[SELECTED PASSAGE]:
ART. I. Reflections on the State of Ireland in the Nineteenth Century; the progressive Operation of the Causes which have produced it; and the Measures best calculated to Remove some, and Mitigate others of them. 8vo. pp. 276. London, 1822.

IN spite of sad experience and often disappointed hopes, we

cannot but believe, that the sufferings of Ireland have at last touched the hearts of her rulers; and that a disposition actually prevails, among those who have the power, to reform the multiplied and aggravated abuses which have made that kingdom, after six centuries of subjection to British Government, and with its vast natural resources, one unvaried scene of disaffection, anarchy, poverty, and wretchedness. One of the evils felt to be most intolerable, and as to which all men are agreed about the necessity of immediate relief, is THE LAW OF TITHES, as there administered. It is not our intention, at present, to enter into any details respecting the nature and effect of this great tax; for, whatever may be the rights of the Church, or their opinion as to these rights, it is a tax, and nothing but a tax, upon the produce of the land and of agricul tural capital. It cannot now be requisite to point out the extreme injustice and inequality of its operation on the classes even who pay it; to illustrate how it represses the progress of industry, precisely where it is most important; or to show with what accumulated severity its exactions are felt, where a deficiency of capital, and the habits of the people, have divided the land among a poor and numerous tenantry. All these things must be plain to the most ordinary reflection; nor can any one doubt the extent of the grievance, who is alive to what passes round him. The clergy, unwilling to be the immediate instruments of extorting so heavy a contribution from an indigent people, devolve the work upon others; who, thus invested with the rights, but wanting the charity, of the Church, levy the tithes to the utmost extent that the means of A

VOL. XXXVIII. NO. 75.

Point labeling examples
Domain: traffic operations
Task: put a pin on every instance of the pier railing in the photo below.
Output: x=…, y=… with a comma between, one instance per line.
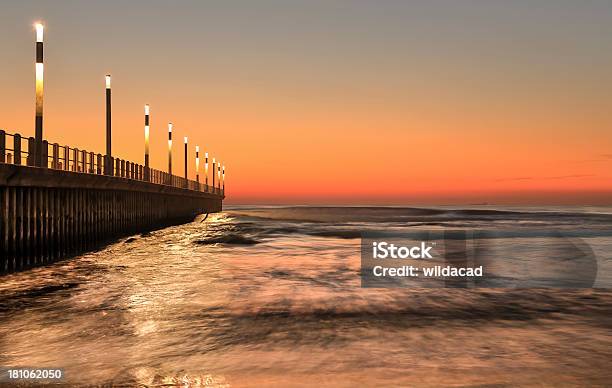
x=62, y=157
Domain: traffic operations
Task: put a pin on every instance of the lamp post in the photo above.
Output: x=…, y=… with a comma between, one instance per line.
x=108, y=127
x=206, y=169
x=198, y=164
x=39, y=95
x=185, y=161
x=146, y=143
x=170, y=150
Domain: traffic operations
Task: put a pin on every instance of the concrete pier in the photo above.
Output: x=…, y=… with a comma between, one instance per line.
x=48, y=214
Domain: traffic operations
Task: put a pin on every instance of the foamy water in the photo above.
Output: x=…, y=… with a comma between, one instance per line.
x=272, y=297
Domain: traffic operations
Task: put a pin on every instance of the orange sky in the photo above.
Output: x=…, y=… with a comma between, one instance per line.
x=306, y=104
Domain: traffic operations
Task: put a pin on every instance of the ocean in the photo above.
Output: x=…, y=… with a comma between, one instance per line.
x=272, y=296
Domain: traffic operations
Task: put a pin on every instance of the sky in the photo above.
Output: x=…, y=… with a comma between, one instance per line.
x=333, y=102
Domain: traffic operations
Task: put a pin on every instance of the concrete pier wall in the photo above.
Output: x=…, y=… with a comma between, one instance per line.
x=48, y=215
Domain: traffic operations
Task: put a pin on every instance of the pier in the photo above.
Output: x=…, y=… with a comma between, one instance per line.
x=70, y=206
x=57, y=201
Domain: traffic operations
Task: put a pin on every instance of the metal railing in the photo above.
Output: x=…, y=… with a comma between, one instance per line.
x=58, y=157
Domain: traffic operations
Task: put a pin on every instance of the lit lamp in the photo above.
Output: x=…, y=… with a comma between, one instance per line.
x=39, y=94
x=206, y=169
x=185, y=160
x=198, y=164
x=213, y=175
x=108, y=125
x=146, y=142
x=170, y=149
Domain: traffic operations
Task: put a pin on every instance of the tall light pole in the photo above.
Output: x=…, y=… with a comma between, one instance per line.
x=146, y=142
x=108, y=127
x=206, y=169
x=170, y=149
x=185, y=160
x=40, y=67
x=198, y=164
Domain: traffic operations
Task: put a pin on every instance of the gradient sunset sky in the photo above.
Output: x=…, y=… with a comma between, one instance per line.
x=334, y=102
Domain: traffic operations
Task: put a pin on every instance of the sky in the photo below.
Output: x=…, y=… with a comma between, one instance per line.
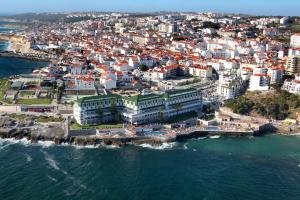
x=258, y=7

[REQUIRED WORK]:
1. How many lines of the rows contain the word "below"? Reply with the number alone.
2. Write the next part of the article on Ireland and its tithes, continuing on from its final words.

[WRITTEN ANSWERS]:
1. 2

2.
the parishioners admit, for in many instances it would be vain to look for recovery of the whole-and, with merciless rigour, seek their own profit only, regardless of the misery they inflict. Such is the practical oppression through a great part of Ireland, that every good feeling, and every true and honest interest, is united against the continuance of the present system. The more liberal of the Irish clergy themselves, some of them deriving their sole subsistence from tithes, do not conceal their aversion to the present state of things, and their anxiety that some means should be adopted to render the channel less odious through which their revenues are derived, and so to alter and mitigate the law as to prevent it from destroying their comfort and usefulness, by extinguishing, as it now does, those feelings of benevolence and respect which ought to mark the pastoral relation.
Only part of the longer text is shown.